• [PAGE]
>>>
Cet article a initialement été publié sur le site du journal L’Opinion le 11 février 2020 et dans le journal L’Opinion le 12 février 2020.
Il est reproduit sur notre blog avec l’accord de l’éditeur.

L’utilisation particulière des algorithmes de prix suscite de nombreuses interrogations en droit de la concurrence

Alors que le développement de l’intelligence artificielle représente pour les entreprises un incontournable levier de compétitivité (productivité, relation client, fonction compliance, etc.), l’utilisation particulière des algorithmes de prix suscite de nombreuses interrogations en droit de la concurrence.

L’économie de marché repose sur un principe de libre concurrence, les opérateurs économiques devant respecter le jeu de l’offre et de la demande en s’abstenant de toute action concertée et de tout abus de puissance, notamment en matière de fixation des prix. Le droit de la concurrence, guidé par des considérations économiques, a pour objectif d’assurer la régulation du marché et de prévenir toute pratique anticoncurrentielle qui fausserait alors le jeu de la concurrence et créerait un dommage à l’économie.

Cet objectif est mis sous tension par diverses innovations technologiques. Il en est ainsi de la blockchain dont on se demande comment appliquer un droit de la concurrence en bonne partie fondé sur les pratiques des entreprises, si celles-ci laissent la place à des communautés décentralisées, qui plus est dépourvues de personnalité juridique.

Parmi ces innovations, on observe notamment le recours croissant par les entreprises à des algorithmes qui vont gérer la stratégie commerciale et la stratégie de détermination des prix de vente pratiqués sur le marché (notamment dans le secteur de la vente au détail en ligne des biens de consommation). C’est là un nouveau champ d’analyse pour le droit de la concurrence et ses mécanismes visant à assurer l’équilibre de marché, et donc son bon fonctionnement.
<<<
• [COURT EXERCICE A]
Répondez à ces questions sur l'article consacré aux algorithmes de prix :
(i) Dans quel journal l'article a-t-il d'abord paru ?
(ii) En plus des algorithmes, quelle innovation technologique met sous tension l'objectif du droit de la concurrence ?
(iii) Dans quel secteur l'article situe-t-il notamment le recours à ces algorithmes ?
• [COURT EXERCICE B] Poursuivez l'article sur les algorithmes de prix après sa dernière phrase.

• [INFORMATIONS FOURNIES]
>>>
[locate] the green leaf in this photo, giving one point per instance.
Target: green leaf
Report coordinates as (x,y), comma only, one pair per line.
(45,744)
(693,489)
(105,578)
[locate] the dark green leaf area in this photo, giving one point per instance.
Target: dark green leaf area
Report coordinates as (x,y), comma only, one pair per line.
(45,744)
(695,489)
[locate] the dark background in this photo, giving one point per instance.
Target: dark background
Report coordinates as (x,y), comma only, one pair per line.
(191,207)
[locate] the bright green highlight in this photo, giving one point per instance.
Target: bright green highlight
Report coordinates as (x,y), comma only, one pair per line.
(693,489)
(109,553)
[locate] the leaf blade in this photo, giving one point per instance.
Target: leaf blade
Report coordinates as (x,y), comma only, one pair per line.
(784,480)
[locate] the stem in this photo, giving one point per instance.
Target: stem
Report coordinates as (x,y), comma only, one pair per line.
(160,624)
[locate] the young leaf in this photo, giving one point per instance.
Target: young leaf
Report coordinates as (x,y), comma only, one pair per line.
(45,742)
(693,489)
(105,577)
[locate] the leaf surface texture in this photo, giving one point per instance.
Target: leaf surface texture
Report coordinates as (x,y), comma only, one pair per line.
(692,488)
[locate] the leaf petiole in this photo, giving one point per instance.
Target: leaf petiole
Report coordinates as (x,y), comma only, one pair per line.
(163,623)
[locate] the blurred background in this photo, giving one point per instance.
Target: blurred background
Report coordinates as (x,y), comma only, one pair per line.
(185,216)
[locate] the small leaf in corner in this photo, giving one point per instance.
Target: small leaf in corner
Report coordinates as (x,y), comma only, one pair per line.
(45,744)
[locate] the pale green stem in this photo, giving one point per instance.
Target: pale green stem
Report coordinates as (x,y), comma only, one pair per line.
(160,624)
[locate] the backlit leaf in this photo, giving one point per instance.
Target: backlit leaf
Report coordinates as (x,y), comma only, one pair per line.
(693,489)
<<<
• [RÉSULTAT A]
(i) Dans L'Opinion.
(ii) La blockchain.
(iii) La vente au détail en ligne des biens de consommation.

• [RÉSULTAT B]
Nouveaux comportements

L’utilisation des algorithmes par les entreprises a ouvert la voie à de nouveaux comportements sur le marché et représente de véritables enjeux concurrentiels pour les opérateurs économiques. Ainsi, des algorithmes de « dynamic pricing » permettent par exemple d’adapter automatiquement l’offre de prix sur la base des comportements d’achat des clients mais également sur la base des prix pratiqués par les concurrents.

Le développement des systèmes algorithmiques de fixation des prix a naturellement amené les autorités de la concurrence françaises et allemandes à se pencher sur l’impact potentiel de ces algorithmes sur le jeu de la concurrence.

Etude du possible risque collusif

L’Autorité de la concurrence (ADLC), en France, et le Bundeskartellamt (L’Office fédéral de lutte contre les cartels), en Allemagne, ont publié le 6 novembre 2019 un rapport intitulé Algorithms and Competition.

Les deux Autorités de concurrence se sont attachées à étudier conjointement les effets et les risques potentiels de collusion que peut générer l’utilisation d’algorithmes sur le jeu de la concurrence et se sont posé la question de l’adaptation des règles du droit de la concurrence aux nouvelles pratiques permises aujourd’hui par l’intelligence artificielle.

Sont plus particulièrement visés les algorithmes de prix qui sont utilisés pour la fixation des barèmes de prix pratiqués par les entreprises.

Les algorithmes qui sont utilisés au soutien de la stratégie commerciale et de la politique tarifaire des entreprises pourraient favoriser des atteintes au jeu de la concurrence en faisant obstacle à la libre détermination des prix de marché par le jeu de l’offre et de la demande.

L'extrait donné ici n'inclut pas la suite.